▶ _Exercise goal_:
In the passage on C++ pointers, what happens each time a pointer is incremented by 1?
(Passage)
Pointer points the location of a variable, it means it tells address of an address.
A pointer is a variable that holds a memory address, usually the location of another variable in memory.

Pointer

Defining a Pointer Variable

int *iptr;
OR,
int *p;
OR,

int* p;

iptr can hold the address of an int

Pointer Variables Assignment:

int num = 25;

int *iptr;

iptr = &num;

How Pointer works

Address in C++(Pointer)

#include <iostream.h>
#include <conio.h>
int main()
{
int var1 = 3;
int var2 = 24;
int var3 = 17;
cout << &var1 << endl;
cout << &var2 << endl;
cout << &var3 << endl;
}
Expected Output:-

0x7fff5fbff8ac
0x7fff5fbff8a8

0x7fff5fbff8a4

C++ Program to understand the working of pointer.
#include <iostream.h>
#include <conio.h>
int main() {
int *pc, c;
c = 5;
cout << "Address of c (&c): " << &c << endl;
cout << "Value of c (c): " << c << endl << endl;
pc = &c; // Pointer pc holds the memory address of variable c
cout << "Address that pointer pc holds (pc): "<< pc << endl;
cout << "Content of the address pointer pc holds (*pc): " << *pc << endl << endl;
c = 11; // The content inside memory address &c is changed from 5 to 11.
cout << "Address pointer pc holds (pc): " << pc << endl;
cout << "Content of the address pointer pc holds (*pc): " << *pc << endl << endl;
*pc = 2;
cout << "Address of c (&c): " << &c << endl;
cout << "Value of c (c): " << c << endl << endl;
return 0;
}

Expected Output:-
Address of c (&c): 0x7fff5fbff80c
Value of c (c): 5

Address that pointer pc holds (pc): 0x7fff5fbff80c
Content of the address pointer pc holds (*pc): 5

Address pointer pc holds (pc): 0x7fff5fbff80c
Content of the address pointer pc holds (*pc): 11

Address of c (&c): 0x7fff5fbff80c

Value of c (c): 2

Memory layout

To access num using iptr and indirection operator *

cout << iptr; // prints 0x4a00

cout << *itptr; // prints 25

Similary, following declaration shows:

char *cptr;

float *fptr;

cptr is a pointer to character and fptr is a pointer to float value.

Pointer Arithmetic

Some arithmetic operators can be used with pointers:

Increment and decrement operators ++, --
Integers can be added to or subtracted from pointers using the operators +, -, +=, and -=
Each time a pointer is incremented by 1, it points to the memory location of the next element of its base type.
(End Passage)
(Data for analysis)
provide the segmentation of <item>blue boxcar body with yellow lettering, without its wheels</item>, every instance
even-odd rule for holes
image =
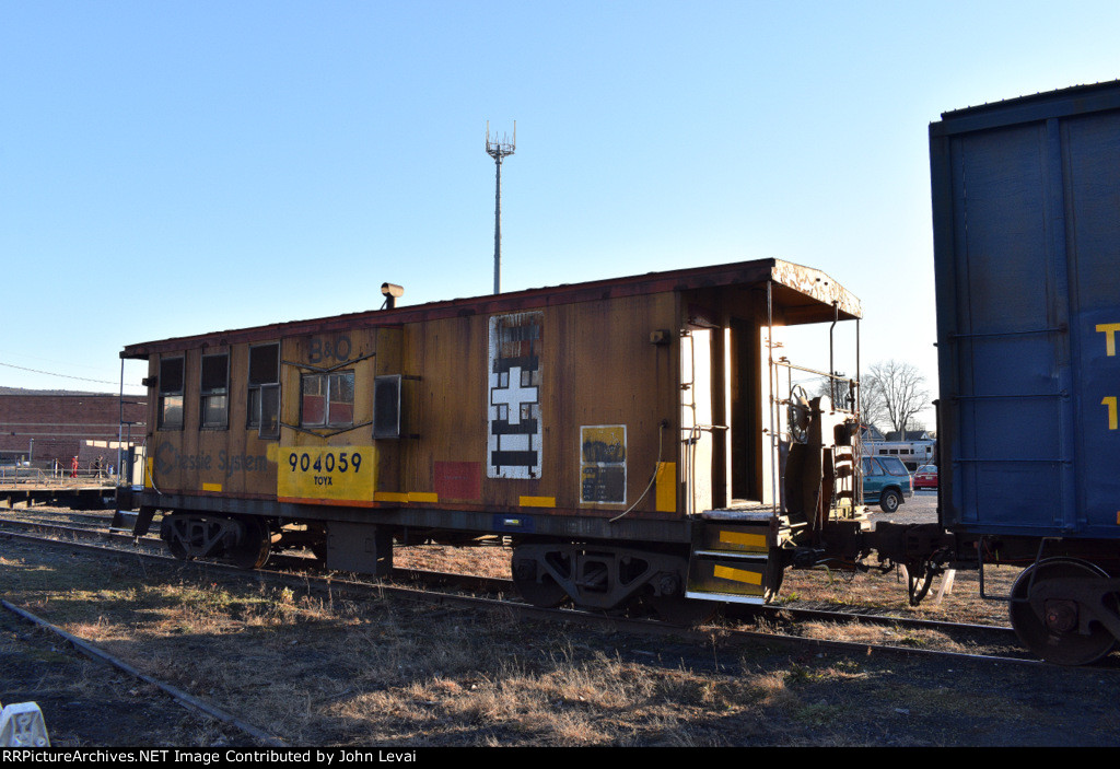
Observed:
[[[930,126],[941,515],[1120,537],[1120,82]]]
(End Data for analysis)
▶ _Task result_:
It points to the memory location of the next element of its base type.